Radio Waves - spec brief
> Radio waves can be produced by oscillations in electrical circuits.
When radio waves are absorbed they may create an
alternating current with the same frequency as the radio wave itself, so radio waves can themselves induce oscillations in an electrical circuit.
Making EM waves.
> EM waves are made up of oscillating electric and magnetic fields.
Alternating currents are made up of oscillating charges. As the charges oscillate, they produce oscillating electric and magnetic fields, i.e. electromagnetic waves.
The frequency of the waves produced will be equal to the frequency of the alternating current.
Making radio waves
- You can produce radio waves using an alternating current in an electrical circuit. The object in which charges (electrons) oscillate to create the radio waves is called a transmitter.
- When transmitted radio waves reach a receiver, the radio waves are absorbed.
- The energy transferred by the waves is transferred to the electrons in the material of the receiver.
- This energy causes the electrons to oscillate and, if the receiver is part of a complete electrical circuit, it generates an alternating current.
- This current had the same frequency as the radio waves that generated it.
>Diagram in book.
Radio Waves - uses
> Radio waves are EM radiation with wavelengths longer than about 10cm.
Long-wave radio waves (wavelengths of 1-10 km) can be transmitted from one place and be received half way around the world.
That’s because long wavelengths diffract (bend) around the curved surface of the Earth. Long-wave radio waves wavelengths can also diffract around hills, into tunnels and all sorts.
This makes it possible for radio signals to be recieved even if the receiver isn’t in line of sight of the transmitter.

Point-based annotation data
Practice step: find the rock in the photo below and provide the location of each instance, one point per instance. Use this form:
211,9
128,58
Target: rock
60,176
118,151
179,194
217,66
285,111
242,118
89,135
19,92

_OBJECTIVES_
1) For each statement, say whether it agrees with the radio waves notes and quote the words that decide it: (a) the frequency of the waves produced equals the frequency of the alternating current; (b) radio waves are EM radiation with wavelengths shorter than about 10 cm; (c) long-wave radio waves have wavelengths of 1-10 km.
2) Repeat the entire listing word for word, every line included.
The radio waves notes and the listing come from unrelated sources.

_SOLUTIONS TO THE PROBLEMS_
1)
(a) Yes: "The frequency of the waves produced will be equal to the frequency of the alternating current."
(b) No: "Radio waves are EM radiation with wavelengths longer than about 10cm."
(c) Yes: "Long-wave radio waves (wavelengths of 1-10 km)"

2)
Practice step: find the rock in the photo below and provide the location of each instance, one point per instance. Use this form:
211,9
128,58
Target: rock
60,176
118,151
179,194
217,66
285,111
242,118
89,135
19,92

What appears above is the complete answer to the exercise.